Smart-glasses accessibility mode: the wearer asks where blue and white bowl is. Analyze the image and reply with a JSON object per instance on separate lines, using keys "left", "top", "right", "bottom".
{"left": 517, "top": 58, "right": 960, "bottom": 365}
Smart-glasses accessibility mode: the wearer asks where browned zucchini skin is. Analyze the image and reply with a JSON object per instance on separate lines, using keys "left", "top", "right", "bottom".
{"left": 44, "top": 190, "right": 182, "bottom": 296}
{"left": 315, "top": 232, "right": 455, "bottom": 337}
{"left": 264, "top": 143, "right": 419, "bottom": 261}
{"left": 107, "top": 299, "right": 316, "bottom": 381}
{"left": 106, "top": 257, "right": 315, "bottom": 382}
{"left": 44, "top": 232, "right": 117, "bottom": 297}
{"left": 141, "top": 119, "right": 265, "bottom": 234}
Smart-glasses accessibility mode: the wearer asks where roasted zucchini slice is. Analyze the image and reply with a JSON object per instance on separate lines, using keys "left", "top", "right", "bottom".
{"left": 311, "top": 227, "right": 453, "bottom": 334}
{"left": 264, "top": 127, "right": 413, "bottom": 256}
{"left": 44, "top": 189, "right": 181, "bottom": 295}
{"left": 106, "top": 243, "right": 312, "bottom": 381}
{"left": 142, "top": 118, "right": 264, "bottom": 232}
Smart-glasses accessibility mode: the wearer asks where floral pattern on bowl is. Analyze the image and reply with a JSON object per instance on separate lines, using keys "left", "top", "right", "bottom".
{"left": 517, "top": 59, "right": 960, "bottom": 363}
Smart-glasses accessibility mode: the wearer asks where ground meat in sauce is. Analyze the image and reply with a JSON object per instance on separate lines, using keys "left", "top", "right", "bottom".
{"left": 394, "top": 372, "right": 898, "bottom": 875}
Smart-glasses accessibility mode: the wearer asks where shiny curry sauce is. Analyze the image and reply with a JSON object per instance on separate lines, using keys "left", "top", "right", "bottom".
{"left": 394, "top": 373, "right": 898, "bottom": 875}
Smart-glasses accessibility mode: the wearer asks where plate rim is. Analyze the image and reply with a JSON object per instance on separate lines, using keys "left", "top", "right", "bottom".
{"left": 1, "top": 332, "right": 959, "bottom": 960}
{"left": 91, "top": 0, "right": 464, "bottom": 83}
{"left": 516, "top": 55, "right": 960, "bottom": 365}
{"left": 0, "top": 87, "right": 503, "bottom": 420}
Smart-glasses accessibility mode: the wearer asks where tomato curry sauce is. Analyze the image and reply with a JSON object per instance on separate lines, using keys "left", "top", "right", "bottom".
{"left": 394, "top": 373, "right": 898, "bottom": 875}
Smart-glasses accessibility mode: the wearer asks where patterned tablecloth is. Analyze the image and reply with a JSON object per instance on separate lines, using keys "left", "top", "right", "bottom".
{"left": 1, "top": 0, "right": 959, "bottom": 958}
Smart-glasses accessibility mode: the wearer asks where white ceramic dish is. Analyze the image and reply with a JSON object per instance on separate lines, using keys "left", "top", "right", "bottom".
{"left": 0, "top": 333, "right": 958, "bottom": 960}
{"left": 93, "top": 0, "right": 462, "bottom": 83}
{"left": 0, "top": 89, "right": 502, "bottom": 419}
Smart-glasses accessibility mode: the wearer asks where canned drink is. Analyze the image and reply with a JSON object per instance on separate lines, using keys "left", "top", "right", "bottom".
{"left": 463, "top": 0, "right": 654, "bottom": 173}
########
TASK INSTRUCTIONS »
Output must be limited to the lines beginning with the one that contains "Smart-glasses accessibility mode: the wearer asks where canned" and ending with the last line of the entries, reproduced exactly.

FINAL ANSWER »
Smart-glasses accessibility mode: the wearer asks where canned drink is. Analyze the image and reply with a JSON object per instance on separate lines, using keys "left", "top", "right", "bottom".
{"left": 463, "top": 0, "right": 654, "bottom": 173}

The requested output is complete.